───── SOURCE TEXT ─────

By Robert Preidt
TUESDAY, April 30 (HealthDay News) -- Exposure to secondhand smoke at home appears to lower teen girls' levels of the "good" cholesterol -- the substance that reduces heart disease risk, researchers report.
The new study included more than 1,000 male and female teens, aged 17, in Australia who had blood tests to check their levels of "good" high-density lipoprotein (HDL) cholesterol. While "bad" low-density lipoprotein (LDL) cholesterol creates a build-up that can block blood vessels, HDL plays a positive role by clearing excess cholesterol from the bloodstream.
The researchers also examined information about smoking in the teens' households beginning before they were born, when their mothers were 18 weeks into their pregnancies. Forty-eight percent of the study participants had been exposed to secondhand smoke at home, according to the study in the May issue of the Journal of Clinical Endocrinology & Metabolism.
"In our study, we found 17-year-old girls raised in households where passive smoking occurred were more likely to experience declines in HDL cholesterol levels," lead author Dr. Chi Le-Ha, of the University of Western Australia, said in a news release from the Endocrine Society.

───── SOURCE DATA ─────

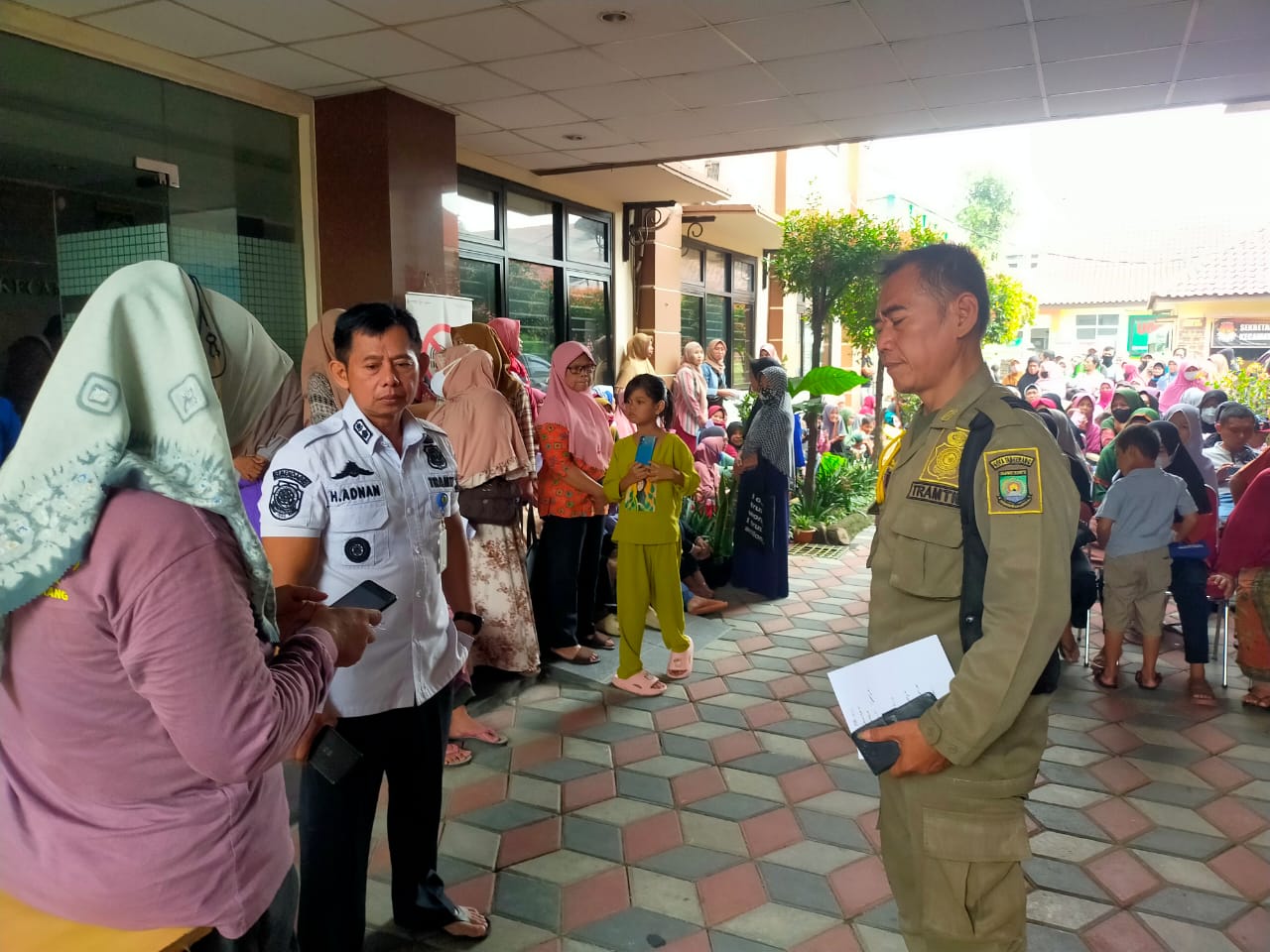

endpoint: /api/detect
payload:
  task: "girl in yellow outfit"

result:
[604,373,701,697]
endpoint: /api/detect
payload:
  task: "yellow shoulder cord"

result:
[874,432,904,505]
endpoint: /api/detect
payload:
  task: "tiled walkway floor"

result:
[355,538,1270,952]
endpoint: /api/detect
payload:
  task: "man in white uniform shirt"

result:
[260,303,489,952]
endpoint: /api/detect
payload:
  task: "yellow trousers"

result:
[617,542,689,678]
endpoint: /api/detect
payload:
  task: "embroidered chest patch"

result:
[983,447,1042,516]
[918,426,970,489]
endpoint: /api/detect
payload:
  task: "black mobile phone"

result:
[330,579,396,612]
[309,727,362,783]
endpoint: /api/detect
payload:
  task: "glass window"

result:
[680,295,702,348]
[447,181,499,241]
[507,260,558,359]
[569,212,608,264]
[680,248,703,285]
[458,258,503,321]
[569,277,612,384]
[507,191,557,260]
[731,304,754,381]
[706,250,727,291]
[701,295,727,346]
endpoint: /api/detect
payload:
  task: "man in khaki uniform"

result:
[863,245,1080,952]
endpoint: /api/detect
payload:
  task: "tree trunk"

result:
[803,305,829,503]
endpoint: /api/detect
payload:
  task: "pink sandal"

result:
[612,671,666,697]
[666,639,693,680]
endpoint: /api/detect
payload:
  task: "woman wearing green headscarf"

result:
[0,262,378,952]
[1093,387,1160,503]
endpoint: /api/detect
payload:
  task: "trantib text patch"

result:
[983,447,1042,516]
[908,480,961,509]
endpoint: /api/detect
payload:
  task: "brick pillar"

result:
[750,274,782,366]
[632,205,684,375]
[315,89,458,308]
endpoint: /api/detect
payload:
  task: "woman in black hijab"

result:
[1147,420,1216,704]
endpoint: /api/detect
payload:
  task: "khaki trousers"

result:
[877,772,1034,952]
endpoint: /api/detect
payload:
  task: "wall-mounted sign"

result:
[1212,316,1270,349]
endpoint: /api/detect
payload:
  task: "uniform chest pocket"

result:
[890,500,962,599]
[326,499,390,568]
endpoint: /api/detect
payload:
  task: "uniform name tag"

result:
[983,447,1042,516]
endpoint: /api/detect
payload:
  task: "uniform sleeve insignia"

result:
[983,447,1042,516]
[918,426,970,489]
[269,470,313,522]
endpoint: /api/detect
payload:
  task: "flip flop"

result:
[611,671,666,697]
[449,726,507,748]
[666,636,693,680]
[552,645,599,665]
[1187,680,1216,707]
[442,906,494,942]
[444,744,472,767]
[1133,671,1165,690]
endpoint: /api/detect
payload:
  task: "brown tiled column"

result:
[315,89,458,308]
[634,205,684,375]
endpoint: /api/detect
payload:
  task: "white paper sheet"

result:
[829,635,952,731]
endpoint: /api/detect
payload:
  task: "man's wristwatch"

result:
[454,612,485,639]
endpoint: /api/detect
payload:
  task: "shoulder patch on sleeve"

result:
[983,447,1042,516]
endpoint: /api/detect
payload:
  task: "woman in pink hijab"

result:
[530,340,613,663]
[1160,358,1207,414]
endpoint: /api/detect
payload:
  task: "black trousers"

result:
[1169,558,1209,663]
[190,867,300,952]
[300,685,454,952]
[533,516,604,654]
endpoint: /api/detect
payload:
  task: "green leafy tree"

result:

─────

WORK REQUEST A →
Answer these questions using the secondhand smoke article:
(i) How old were the teens in the study, and roughly how many took part?
(ii) At what point in their mothers' pregnancies did the information on household smoking begin?
(iii) What institution is the lead author affiliated with?
WORK REQUEST B →
Write the next few sentences of the secondhand smoke article, beginning right after its final sentence.

ANSWER A →
(i) The teens were 17 years old, and more than 1,000 took part.
(ii) It began when their mothers were 18 weeks into their pregnancies.
(iii) The lead author is affiliated with the University of Western Australia.

ANSWER B →
"Secondhand smoke did not have the same impact on teenage boys of the same age, which suggests passive smoking exposure may be more harmful to girls. Considering cardiovascular disease is the leading cause of death in women in the western world, this is a serious concern," Le-Ha added.
The findings suggest that exposure to secondhand smoke in childhood may be a more significant risk factor for women than men.
"We need to redouble public health efforts to reduce young children's secondhand smoke exposure in the home, particularly girls' exposure," Le-Ha stated in the news release.
The association seen in the study does not prove that there is a cause-and-effect relationship between secondhand smoke exposure in girls and low levels of HDL cholesterol.